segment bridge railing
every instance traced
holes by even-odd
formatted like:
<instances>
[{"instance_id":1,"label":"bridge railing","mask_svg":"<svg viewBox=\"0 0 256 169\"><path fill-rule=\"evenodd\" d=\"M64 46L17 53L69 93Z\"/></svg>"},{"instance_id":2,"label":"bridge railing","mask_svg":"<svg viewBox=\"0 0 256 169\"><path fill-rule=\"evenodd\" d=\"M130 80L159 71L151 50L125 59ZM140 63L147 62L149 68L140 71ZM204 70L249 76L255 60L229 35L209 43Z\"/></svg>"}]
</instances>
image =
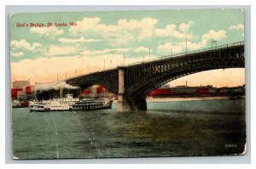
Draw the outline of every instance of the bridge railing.
<instances>
[{"instance_id":1,"label":"bridge railing","mask_svg":"<svg viewBox=\"0 0 256 169\"><path fill-rule=\"evenodd\" d=\"M148 62L152 62L152 61L156 61L156 60L162 60L162 59L169 59L169 58L182 57L182 56L184 56L184 55L187 55L187 54L197 54L197 53L201 53L201 52L207 52L207 51L217 50L217 49L223 49L223 48L227 48L236 47L236 46L241 46L241 45L244 45L244 41L238 42L234 42L234 43L230 43L230 44L220 45L220 46L212 47L212 48L203 48L203 49L192 50L192 51L189 51L189 52L183 52L183 53L179 53L179 54L176 54L162 56L162 57L160 57L160 58L147 59L147 60L144 60L144 61L139 61L139 62L134 62L134 63L131 63L131 64L121 65L121 66L136 65L139 65L139 64L143 64L143 63L148 63Z\"/></svg>"},{"instance_id":2,"label":"bridge railing","mask_svg":"<svg viewBox=\"0 0 256 169\"><path fill-rule=\"evenodd\" d=\"M234 43L230 43L230 44L220 45L220 46L212 47L212 48L202 48L202 49L198 49L198 50L192 50L192 51L189 51L189 52L179 53L179 54L172 54L172 55L162 56L162 57L159 57L159 58L155 58L155 59L147 59L147 60L144 60L144 61L134 62L134 63L125 64L125 65L124 65L124 64L118 65L116 67L112 67L112 68L108 68L108 69L102 69L102 70L99 70L94 71L94 72L85 73L85 74L83 74L83 75L78 75L78 76L69 77L69 78L67 78L67 79L63 79L63 80L67 81L67 80L73 79L73 78L75 78L75 77L79 77L79 76L86 76L86 75L90 75L90 74L94 74L94 73L97 73L97 72L101 72L101 71L107 71L107 70L115 70L115 69L117 69L117 67L121 67L121 66L125 67L125 66L137 65L143 64L143 63L148 63L148 62L153 62L153 61L156 61L156 60L163 60L163 59L169 59L169 58L183 57L183 56L187 55L187 54L196 54L196 53L207 52L207 51L217 50L217 49L223 49L223 48L227 48L236 47L236 46L241 46L241 45L244 45L244 41L238 42L234 42Z\"/></svg>"}]
</instances>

++++++++++

VOS CONSIGNES: Pouvez-vous exprimer l'ensemble de ces enregistrements sous forme de CSV à deux colonnes, demande et réponse, avec une ligne par demande, chaque champ entre guillemets et les sauts de ligne remplacés par des espaces ? Laissez les images hors de la réponse.

EN RÉPONSE:
demande,réponse
"segment bridge railing every instance traced holes by even-odd formatted like: <instances> [{""instance_id"":1,""label"":""bridge railing"",""mask_svg"":""<svg viewBox=\""0 0 256 169\""><path fill-rule=\""evenodd\"" d=\""M64 46L17 53L69 93Z\""/></svg>""},{""instance_id"":2,""label"":""bridge railing"",""mask_svg"":""<svg viewBox=\""0 0 256 169\""><path fill-rule=\""evenodd\"" d=\""M130 80L159 71L151 50L125 59ZM140 63L147 62L149 68L140 71ZM204 70L249 76L255 60L229 35L209 43Z\""/></svg>""}] </instances> image = Draw the outline of every instance of the bridge railing.","<instances> [{""instance_id"":1,""label"":""bridge railing"",""mask_svg"":""<svg viewBox=\""0 0 256 169\""><path fill-rule=\""evenodd\"" d=\""M148 62L152 62L152 61L156 61L156 60L162 60L162 59L169 59L169 58L182 57L182 56L184 56L184 55L187 55L187 54L197 54L197 53L201 53L201 52L207 52L207 51L217 50L217 49L223 49L223 48L227 48L236 47L236 46L241 46L241 45L244 45L244 41L238 42L234 42L234 43L230 43L230 44L220 45L220 46L212 47L212 48L203 48L203 49L192 50L192 51L189 51L189 52L183 52L183 53L179 53L179 54L176 54L162 56L162 57L160 57L160 58L147 59L147 60L144 60L144 61L139 61L139 62L134 62L134 63L131 63L131 64L121 65L121 66L136 65L139 65L139 64L143 64L143 63L148 63Z\""/></svg>""},{""instance_id"":2,""label"":""bridge railing"",""mask_svg"":""<svg viewBox=\""0 0 256 169\""><path fill-rule=\""evenodd\"" d=\""M234 43L230 43L230 44L220 45L220 46L212 47L212 48L202 48L202 49L198 49L198 50L192 50L192 51L189 51L189 52L179 53L179 54L172 54L172 55L162 56L162 57L159 57L159 58L155 58L155 59L147 59L147 60L144 60L144 61L134 62L134 63L125 64L125 65L124 65L124 64L118 65L116 67L112 67L112 68L108 68L108 69L102 69L102 70L99 70L94 71L94 72L85 73L85 74L83 74L83 75L78 75L78 76L69 77L69 78L67 78L67 79L63 79L63 80L67 81L67 80L73 79L73 78L75 78L75 77L79 77L79 76L86 76L86 75L90 75L90 74L94 74L94 73L97 73L97 72L101 72L101 71L107 71L107 70L115 70L115 69L117 69L117 67L121 67L121 66L125 67L125 66L137 65L143 64L143 63L148 63L148 62L153 62L153 61L156 61L156 60L163 60L163 59L169 59L169 58L183 57L183 56L187 55L187 54L196 54L196 53L207 52L207 51L217 50L217 49L223 49L223 48L227 48L236 47L236 46L241 46L241 45L244 45L244 41L238 42L234 42Z\""/></svg>""}] </instances>"